Write out the lines of the material below as a numbered list, starting at the line containing "[segment] scattered stone" and ending after the line containing "[[[292,108],[292,114],[299,114],[302,111],[302,107],[295,106]]]", and skip any blank lines.

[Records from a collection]

::::

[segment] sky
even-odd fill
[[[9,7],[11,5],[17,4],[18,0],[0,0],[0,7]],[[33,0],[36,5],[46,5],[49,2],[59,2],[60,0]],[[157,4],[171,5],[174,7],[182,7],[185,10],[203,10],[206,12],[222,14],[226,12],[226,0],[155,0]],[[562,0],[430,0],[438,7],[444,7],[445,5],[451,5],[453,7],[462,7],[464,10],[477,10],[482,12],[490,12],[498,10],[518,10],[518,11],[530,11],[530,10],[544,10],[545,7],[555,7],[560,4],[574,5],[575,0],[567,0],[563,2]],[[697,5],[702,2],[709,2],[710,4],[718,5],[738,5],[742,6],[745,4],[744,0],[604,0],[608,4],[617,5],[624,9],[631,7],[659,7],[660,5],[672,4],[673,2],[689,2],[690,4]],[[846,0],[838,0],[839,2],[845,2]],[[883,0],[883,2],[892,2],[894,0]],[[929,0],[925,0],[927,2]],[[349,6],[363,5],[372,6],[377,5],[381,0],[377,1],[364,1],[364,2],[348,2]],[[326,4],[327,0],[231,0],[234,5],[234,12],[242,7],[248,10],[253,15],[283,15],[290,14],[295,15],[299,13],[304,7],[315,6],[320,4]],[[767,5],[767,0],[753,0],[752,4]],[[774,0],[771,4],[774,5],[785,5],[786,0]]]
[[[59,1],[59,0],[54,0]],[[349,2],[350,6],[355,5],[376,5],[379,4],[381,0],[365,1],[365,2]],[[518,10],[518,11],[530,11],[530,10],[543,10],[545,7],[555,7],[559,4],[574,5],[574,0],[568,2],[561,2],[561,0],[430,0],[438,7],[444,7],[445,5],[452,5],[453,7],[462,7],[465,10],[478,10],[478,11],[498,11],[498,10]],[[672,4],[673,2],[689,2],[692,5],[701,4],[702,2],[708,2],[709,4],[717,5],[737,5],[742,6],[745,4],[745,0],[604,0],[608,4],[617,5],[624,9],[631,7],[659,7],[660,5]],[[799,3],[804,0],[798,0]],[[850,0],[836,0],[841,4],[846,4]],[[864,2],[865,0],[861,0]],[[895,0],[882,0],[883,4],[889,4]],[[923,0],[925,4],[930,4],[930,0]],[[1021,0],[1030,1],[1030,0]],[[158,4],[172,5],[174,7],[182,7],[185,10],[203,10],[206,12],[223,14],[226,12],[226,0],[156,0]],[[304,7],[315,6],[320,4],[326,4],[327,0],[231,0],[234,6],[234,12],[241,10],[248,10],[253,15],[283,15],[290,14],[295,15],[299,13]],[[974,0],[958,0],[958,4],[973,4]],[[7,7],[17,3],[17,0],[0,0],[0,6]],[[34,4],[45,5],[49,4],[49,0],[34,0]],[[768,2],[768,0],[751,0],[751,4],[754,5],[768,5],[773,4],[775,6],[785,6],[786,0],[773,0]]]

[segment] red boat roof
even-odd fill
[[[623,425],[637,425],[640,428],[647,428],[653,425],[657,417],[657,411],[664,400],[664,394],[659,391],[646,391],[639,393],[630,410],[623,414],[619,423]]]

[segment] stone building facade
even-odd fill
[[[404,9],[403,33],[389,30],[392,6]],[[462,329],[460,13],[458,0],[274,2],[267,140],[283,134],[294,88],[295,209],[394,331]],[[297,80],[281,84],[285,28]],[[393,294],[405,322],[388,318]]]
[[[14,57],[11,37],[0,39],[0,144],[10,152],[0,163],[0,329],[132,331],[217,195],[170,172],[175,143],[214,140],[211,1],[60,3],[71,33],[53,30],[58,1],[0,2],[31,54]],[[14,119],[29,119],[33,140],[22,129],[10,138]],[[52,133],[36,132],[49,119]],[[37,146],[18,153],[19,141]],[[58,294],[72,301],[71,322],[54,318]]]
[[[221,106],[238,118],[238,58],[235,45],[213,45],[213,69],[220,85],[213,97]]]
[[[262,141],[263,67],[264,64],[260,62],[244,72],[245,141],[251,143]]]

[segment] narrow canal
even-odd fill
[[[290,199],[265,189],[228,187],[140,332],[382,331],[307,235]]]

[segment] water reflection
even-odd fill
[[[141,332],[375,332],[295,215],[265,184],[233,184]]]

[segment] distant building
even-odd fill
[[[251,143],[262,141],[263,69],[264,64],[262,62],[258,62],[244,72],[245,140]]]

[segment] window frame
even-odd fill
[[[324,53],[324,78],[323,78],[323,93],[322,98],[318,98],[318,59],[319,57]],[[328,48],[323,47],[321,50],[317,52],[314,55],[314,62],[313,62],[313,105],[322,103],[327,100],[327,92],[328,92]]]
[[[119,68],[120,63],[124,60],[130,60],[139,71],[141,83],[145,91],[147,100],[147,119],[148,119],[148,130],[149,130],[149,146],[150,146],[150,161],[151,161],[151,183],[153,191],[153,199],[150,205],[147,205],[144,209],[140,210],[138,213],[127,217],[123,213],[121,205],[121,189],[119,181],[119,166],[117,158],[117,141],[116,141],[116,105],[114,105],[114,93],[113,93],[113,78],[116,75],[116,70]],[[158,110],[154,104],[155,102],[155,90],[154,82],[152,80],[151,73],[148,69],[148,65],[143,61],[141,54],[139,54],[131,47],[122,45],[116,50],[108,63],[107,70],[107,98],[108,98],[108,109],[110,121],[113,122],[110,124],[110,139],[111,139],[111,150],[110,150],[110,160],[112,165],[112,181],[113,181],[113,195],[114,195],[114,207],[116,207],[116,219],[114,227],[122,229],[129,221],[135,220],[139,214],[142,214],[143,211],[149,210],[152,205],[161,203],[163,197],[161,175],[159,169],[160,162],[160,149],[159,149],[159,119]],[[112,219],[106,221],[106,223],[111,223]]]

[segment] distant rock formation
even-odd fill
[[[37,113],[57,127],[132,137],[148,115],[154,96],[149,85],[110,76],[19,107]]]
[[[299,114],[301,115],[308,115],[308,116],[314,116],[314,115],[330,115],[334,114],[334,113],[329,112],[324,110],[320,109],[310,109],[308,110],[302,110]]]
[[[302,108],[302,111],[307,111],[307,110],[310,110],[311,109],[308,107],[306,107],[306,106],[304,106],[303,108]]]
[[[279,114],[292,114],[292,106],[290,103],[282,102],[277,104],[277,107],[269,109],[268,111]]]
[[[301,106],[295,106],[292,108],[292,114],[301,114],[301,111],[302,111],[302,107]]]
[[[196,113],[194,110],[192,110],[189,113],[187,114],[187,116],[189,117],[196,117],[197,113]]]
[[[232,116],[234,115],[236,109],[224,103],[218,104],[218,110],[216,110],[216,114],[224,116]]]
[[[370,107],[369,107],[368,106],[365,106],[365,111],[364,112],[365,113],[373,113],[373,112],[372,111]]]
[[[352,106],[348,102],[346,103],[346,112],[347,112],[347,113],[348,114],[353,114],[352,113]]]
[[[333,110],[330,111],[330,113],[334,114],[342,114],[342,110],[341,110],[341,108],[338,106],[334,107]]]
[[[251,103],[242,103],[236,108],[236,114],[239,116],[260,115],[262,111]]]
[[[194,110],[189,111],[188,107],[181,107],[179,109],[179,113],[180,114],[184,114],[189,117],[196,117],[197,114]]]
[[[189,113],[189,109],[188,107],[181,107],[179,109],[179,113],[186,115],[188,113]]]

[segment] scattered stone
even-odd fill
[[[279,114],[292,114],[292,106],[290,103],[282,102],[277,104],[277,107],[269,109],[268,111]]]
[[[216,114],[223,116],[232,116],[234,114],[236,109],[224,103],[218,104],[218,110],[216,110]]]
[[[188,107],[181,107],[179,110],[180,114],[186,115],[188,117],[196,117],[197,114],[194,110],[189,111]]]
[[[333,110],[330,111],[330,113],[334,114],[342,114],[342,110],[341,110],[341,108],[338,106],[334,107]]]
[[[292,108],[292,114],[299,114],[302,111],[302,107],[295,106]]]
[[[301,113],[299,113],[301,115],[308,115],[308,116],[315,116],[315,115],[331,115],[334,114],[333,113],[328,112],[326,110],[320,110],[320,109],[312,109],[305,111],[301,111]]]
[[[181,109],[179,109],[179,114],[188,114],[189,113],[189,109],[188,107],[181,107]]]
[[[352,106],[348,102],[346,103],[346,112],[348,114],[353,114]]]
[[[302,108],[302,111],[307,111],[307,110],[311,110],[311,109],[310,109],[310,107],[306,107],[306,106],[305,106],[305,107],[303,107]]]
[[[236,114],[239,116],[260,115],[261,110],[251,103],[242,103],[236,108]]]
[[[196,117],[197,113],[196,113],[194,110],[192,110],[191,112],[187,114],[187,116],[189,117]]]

::::

## Solution for this problem
1. [segment] scattered stone
2. even-odd fill
3. [[[279,114],[292,114],[292,106],[290,103],[282,102],[277,104],[277,107],[269,109],[268,111]]]
4. [[[216,114],[223,116],[232,116],[234,114],[236,109],[224,103],[218,104],[218,110],[216,110]]]
5. [[[188,107],[181,107],[179,110],[180,114],[186,115],[188,117],[196,117],[197,114],[194,110],[189,111]]]
6. [[[333,110],[330,111],[330,113],[334,114],[342,114],[342,110],[341,110],[341,108],[338,106],[334,107]]]
7. [[[292,108],[292,114],[299,114],[302,111],[302,107],[295,106]]]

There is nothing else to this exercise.